Requests.
#1 Duplicate the part of the piece on the myth of Original Christianity starting at "Not one bit of that belief is actually objectively true." and ending at "for his followers.".
#2 In the piece on the myth of Original Christianity, why did the writer and fellow believers think the earliest Christians were the best Christians ever? Answer in one to three sentences.

Given passage.
Tim Keller Pushes the Myth of Original Christianity -- For a Reason
This popular Christian writer pushes hard on Christians' beliefs about the earliest Christians.
Out of all the beloved myths of Christianity, one of the most beloved of all involves what I call Original Christianity. That’s the myth that the earliest Christians were bastions of perfect Jesus-osity. Yep! They Jesus-ed the best and hardest of all — before variously-identified meaniepies came in and wrecked everything (almost) forever. It turns out that a popular Christian leader named Tim Keller believes wholeheartedly in the myth of Original Christianity, as his recent Twitter blatherstorm reveals. Today, let’s check out that blathering, correct his many errors, and then marvel together that so many Christians actually think this dishonest, willfully-ignorant huckster is a great apologist.

(Previous Tim Keller posts: In His Dreams He is Free Indeed; The Lies Tim Keller Tells About Death. Also, previous Original Christianity posts: The Vision of the Past that Clouds the Future; The Myth of ‘Original Christianity’ in the Scandal of the Evangelical Conscience; Gospelbound Embraces False Persecution Claims; Why Jesus-ing Harder Won’t Bring Churchless Believers Back.)
The Myth of Original Christianity
When I was Christian myself, I knew next to nothing about my religion’s own history. That’s not unusual at all. Heck, most Christians today seem to know even less than I did in the 1980s.
But I thought I knew one thing:
The earliest Christians, who were closest in time to Jesus of course, were absolutely the best Christians ever. More than any other Christians ever would, they knew exactly what Jesus wanted his followers to behave like and believe. And they had more reasons than any later Christians ever could to know that Christianity was totes-magotes based completely in reality. So they totally Jesus-ed the best and hardest and most out of all the later Christians who’ve ever lived. Yes, their Christianity was the purest of all — undiluted by centuries of infighting, power grabs, schisms, scandals, and heresies.
Not one bit of that belief is actually objectively true. But it’s what I and all of my peers and leaders believed, and what today’s Christians also still clearly believe.
In addition, we thought our god wanted us to get ourselves and our communities back to that vision of pure, undiluted Christianity. If we could get ourselves there, we thought, then we’d be safe from all the ickiness that afflicted churches that strayed too far away from that ideal. In fact, we were sure that ickiness happened precisely because those churches had strayed too far from Jesus’ vision for his followers.
And not one bit of that belief is actually objectively true, either. But taken together with the first belief, these two form the basis of the myth of Original Christianity. That myth still nestles deep in the heart of most Christians today, just as it did in my day.

Entries from a pointing dataset:
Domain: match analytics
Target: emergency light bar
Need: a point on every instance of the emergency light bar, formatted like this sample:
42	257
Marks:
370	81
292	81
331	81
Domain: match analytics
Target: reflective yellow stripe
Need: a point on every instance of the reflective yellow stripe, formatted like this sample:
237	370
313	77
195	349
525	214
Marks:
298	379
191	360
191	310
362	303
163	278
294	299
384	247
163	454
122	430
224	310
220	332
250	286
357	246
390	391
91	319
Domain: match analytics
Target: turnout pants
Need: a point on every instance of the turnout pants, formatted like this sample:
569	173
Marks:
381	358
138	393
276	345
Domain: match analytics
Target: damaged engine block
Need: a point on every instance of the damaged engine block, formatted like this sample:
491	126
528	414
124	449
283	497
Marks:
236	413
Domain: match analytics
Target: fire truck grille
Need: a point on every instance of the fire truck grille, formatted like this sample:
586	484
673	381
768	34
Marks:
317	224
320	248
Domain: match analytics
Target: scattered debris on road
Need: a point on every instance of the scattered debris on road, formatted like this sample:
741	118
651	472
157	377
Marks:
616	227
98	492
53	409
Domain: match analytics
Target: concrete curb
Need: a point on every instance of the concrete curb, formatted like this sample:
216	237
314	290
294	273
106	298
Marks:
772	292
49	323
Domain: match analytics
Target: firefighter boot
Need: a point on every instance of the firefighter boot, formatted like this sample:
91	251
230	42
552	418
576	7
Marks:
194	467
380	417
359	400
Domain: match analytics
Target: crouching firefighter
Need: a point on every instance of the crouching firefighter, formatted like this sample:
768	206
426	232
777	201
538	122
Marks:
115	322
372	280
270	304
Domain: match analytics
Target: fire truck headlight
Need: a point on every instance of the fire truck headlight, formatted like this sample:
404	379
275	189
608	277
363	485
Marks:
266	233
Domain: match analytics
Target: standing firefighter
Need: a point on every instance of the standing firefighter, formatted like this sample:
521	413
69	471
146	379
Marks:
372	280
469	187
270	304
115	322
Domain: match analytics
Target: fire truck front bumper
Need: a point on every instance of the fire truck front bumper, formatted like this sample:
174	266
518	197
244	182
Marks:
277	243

...

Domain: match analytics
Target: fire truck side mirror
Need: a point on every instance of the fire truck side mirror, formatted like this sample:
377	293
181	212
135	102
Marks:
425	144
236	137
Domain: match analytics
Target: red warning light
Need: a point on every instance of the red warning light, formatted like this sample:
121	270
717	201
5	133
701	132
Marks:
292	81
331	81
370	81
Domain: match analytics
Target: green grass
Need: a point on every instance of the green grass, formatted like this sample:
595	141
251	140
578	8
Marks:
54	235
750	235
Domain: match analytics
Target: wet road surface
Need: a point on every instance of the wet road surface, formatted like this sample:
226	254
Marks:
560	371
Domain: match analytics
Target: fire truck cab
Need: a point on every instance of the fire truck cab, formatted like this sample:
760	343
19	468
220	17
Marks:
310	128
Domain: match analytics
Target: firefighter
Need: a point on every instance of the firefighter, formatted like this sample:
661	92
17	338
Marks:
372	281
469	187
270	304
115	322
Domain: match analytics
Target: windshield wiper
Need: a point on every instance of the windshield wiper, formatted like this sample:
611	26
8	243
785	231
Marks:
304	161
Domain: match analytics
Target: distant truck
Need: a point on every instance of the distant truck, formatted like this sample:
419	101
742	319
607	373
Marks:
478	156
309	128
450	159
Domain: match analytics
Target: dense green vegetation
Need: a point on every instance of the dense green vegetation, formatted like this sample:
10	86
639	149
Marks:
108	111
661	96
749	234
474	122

* * *

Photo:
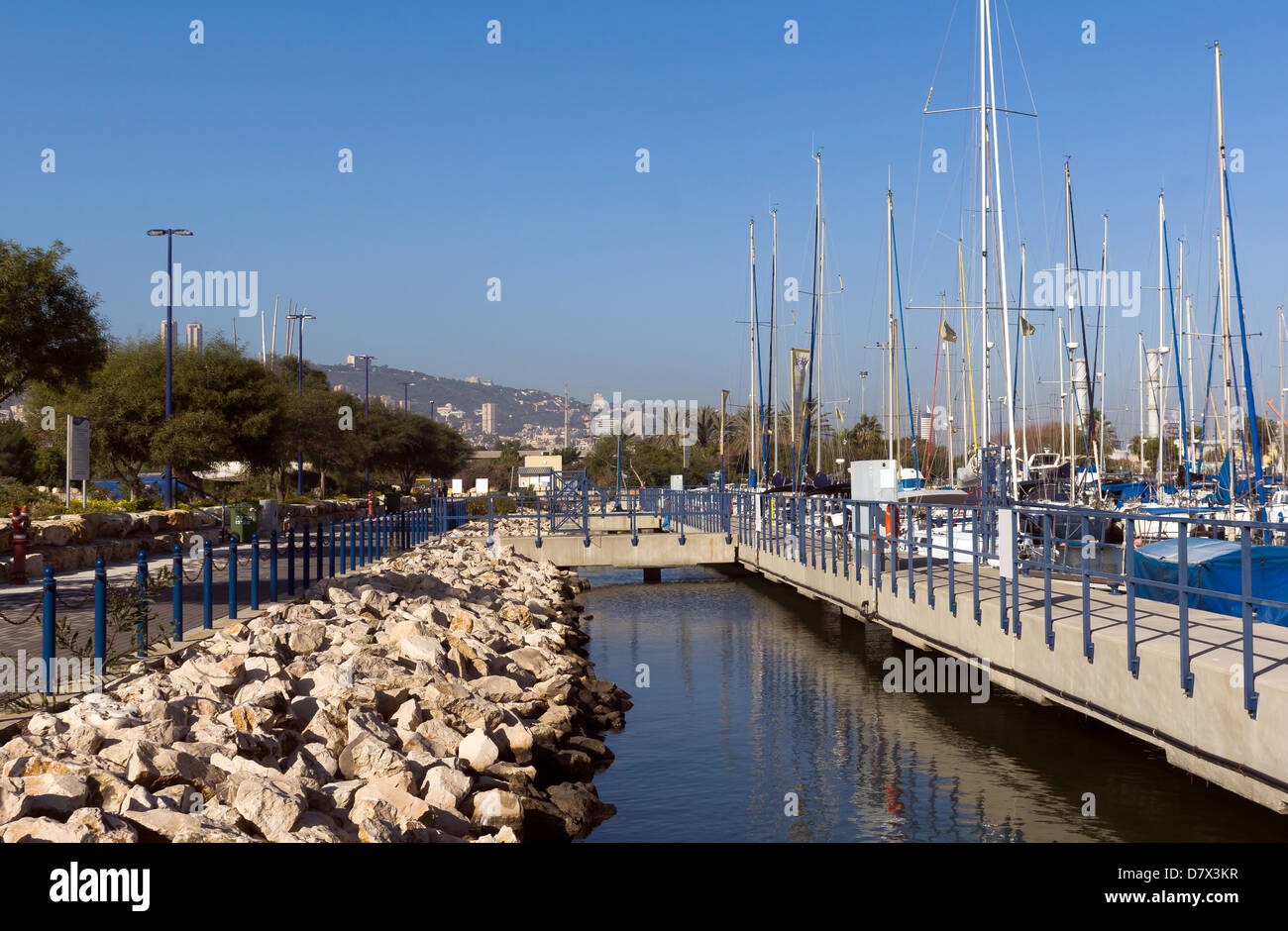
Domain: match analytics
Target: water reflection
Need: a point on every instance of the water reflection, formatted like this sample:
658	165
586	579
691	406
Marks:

Answers by task.
#1
Not one bit of that belief is actually objectively true. But it’s what I and all of my peers and leaders believed, and what today’s Christians also still clearly believe.
In addition, we thought our god wanted us to get ourselves and our communities back to that vision of pure, undiluted Christianity. If we could get ourselves there, we thought, then we’d be safe from all the ickiness that afflicted churches that strayed too far away from that ideal. In fact, we were sure that ickiness happened precisely because those churches had strayed too far from Jesus’ vision for his followers.

#2 Being closest in time to Jesus, they were thought to know exactly how he wanted his followers to behave and what to believe. They were also thought to have more reasons than any later Christians to know the faith was based in reality. Their Christianity was seen as the purest, not yet diluted by centuries of infighting, power grabs, schisms, scandals, and heresies.